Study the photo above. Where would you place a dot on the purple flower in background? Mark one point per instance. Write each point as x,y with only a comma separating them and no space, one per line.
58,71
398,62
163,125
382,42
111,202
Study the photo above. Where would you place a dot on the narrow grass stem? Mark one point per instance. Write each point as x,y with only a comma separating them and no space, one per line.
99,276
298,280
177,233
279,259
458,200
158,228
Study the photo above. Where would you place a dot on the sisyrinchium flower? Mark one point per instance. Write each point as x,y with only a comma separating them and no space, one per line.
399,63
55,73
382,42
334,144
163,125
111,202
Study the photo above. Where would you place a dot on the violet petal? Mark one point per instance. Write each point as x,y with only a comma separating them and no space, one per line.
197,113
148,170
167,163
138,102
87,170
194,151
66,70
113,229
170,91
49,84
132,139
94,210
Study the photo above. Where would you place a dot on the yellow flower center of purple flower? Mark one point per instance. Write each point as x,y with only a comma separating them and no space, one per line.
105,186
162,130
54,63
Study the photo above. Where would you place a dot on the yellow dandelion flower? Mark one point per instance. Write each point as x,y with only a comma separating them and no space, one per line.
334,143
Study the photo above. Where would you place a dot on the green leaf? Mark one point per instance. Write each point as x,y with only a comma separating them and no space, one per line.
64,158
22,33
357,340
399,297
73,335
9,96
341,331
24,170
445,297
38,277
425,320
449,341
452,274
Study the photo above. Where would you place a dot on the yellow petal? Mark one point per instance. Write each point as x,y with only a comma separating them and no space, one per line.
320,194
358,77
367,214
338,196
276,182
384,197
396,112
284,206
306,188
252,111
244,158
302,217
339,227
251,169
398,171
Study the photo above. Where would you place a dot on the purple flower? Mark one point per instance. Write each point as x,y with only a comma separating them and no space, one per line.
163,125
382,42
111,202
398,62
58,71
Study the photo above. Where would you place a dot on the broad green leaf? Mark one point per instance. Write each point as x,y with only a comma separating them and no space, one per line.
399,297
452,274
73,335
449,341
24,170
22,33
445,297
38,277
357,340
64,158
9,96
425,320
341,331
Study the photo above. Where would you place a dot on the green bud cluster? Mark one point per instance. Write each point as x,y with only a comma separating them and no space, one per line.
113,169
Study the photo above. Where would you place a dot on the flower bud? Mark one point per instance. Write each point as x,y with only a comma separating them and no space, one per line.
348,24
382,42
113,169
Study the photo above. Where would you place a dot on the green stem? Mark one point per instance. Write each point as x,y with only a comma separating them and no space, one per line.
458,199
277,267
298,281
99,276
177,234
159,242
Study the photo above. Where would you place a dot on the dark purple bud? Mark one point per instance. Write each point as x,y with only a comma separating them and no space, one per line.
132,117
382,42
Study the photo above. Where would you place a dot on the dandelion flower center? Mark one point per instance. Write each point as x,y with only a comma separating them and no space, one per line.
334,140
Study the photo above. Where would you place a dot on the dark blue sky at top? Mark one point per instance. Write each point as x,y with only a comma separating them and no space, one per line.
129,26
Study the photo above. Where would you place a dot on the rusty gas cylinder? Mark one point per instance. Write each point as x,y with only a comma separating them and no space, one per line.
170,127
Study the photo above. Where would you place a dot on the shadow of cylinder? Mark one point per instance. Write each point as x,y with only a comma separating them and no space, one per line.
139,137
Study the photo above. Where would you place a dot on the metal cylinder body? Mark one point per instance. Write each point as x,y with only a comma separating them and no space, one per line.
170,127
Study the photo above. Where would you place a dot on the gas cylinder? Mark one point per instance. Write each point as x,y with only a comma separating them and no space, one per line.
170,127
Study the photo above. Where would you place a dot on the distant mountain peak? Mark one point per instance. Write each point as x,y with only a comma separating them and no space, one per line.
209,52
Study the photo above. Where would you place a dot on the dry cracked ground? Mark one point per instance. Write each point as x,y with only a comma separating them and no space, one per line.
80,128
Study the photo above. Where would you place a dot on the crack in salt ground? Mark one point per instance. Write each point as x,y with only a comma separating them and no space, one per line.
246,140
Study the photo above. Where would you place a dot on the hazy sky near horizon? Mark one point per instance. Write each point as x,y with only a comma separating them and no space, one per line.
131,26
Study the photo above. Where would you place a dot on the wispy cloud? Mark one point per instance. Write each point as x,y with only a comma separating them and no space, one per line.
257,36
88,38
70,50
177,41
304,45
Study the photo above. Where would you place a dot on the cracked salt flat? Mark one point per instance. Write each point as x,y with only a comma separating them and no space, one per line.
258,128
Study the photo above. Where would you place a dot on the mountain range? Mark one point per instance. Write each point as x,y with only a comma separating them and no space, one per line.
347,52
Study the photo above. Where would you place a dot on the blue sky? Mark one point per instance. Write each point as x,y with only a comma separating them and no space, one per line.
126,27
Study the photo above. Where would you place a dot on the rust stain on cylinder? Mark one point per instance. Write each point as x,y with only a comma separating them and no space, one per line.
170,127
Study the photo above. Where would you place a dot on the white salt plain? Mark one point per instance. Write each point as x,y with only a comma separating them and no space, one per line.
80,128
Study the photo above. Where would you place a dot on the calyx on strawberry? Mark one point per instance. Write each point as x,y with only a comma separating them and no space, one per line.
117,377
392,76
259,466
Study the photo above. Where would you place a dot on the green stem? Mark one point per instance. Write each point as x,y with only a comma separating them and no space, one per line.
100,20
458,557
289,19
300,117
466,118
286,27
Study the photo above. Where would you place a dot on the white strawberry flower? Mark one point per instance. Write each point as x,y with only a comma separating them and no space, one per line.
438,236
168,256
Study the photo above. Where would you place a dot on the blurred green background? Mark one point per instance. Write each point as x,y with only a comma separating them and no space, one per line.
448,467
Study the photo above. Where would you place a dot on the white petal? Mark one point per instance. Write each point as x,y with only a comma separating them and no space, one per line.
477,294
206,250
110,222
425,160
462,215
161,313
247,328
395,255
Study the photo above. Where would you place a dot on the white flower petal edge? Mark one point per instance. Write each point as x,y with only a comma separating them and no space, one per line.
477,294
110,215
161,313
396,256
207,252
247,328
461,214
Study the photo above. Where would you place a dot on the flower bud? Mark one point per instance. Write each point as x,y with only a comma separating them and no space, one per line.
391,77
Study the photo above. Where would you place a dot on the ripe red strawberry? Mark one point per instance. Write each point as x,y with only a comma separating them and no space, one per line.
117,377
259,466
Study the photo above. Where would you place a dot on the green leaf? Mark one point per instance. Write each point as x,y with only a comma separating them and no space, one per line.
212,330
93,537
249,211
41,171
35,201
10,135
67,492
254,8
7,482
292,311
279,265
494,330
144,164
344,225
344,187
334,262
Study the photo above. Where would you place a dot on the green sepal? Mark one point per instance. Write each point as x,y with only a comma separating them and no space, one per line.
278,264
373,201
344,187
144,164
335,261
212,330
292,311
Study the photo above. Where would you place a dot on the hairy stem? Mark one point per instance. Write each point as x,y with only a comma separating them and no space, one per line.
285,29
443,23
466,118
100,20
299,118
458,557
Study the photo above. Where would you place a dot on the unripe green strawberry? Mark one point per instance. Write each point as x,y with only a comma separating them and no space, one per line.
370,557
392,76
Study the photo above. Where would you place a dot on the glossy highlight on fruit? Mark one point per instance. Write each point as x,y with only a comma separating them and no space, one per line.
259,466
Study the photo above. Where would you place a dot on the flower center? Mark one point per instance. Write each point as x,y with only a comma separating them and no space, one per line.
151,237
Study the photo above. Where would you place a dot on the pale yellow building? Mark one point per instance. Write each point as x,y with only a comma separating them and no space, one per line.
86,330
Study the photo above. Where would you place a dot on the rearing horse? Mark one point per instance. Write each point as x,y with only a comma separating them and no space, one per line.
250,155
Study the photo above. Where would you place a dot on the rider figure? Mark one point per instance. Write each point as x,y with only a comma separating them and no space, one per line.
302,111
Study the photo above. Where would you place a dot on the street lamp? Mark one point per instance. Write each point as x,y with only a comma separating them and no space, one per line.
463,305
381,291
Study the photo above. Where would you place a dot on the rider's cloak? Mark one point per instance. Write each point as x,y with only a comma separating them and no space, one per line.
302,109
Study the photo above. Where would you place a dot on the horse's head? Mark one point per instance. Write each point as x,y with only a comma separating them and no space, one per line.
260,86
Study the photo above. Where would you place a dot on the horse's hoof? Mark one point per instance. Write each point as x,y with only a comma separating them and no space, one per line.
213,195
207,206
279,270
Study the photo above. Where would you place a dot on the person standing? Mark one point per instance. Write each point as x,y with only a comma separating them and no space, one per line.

- [Your task]
Precisely the line with "on the rider's" and the lines after it, up to the last line of the entries above, are to be reproduced, and nothing more.

- [Answer box]
Study the photo above. Where would you place a dot on the rider's cloak? Mark one point per instance. Write each point as x,y with only a comma separating them and no space, one per line.
302,109
Study the photo above. Where would you place a dot on the horse's head? Mark one point per instance. Write each point as x,y with only a comma separating them and no space, one per line.
260,86
Study the photo above. Where would you place a dot on the horse's hoof? Mark one point per instance. Write each point as x,y with only a comma separating them and no space, one per line.
213,195
207,206
279,270
Study the photo above. Where would you place a dot on the person standing? Mark one point per instance. Write each point as x,y with only a comma separating them and no space, one per line.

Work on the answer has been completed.